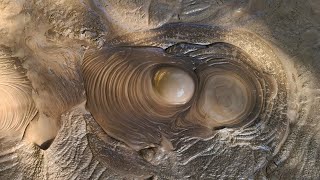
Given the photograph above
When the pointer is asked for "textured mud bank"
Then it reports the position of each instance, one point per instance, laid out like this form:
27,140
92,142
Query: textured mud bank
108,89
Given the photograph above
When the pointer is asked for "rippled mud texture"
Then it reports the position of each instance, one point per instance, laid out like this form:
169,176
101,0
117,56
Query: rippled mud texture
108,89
·····
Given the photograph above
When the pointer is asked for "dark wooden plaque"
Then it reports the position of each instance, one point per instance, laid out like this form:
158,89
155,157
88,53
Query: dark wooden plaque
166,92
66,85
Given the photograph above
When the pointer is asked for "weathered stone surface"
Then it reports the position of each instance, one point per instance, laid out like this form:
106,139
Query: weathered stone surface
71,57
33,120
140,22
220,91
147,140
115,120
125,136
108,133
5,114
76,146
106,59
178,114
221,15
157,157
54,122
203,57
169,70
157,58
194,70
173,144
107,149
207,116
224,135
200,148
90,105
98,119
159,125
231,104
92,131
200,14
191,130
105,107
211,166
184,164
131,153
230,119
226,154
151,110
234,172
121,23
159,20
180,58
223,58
·····
Count the lines of the material above that contain the string "textured", matching case exactly, and reply with the number alone.

2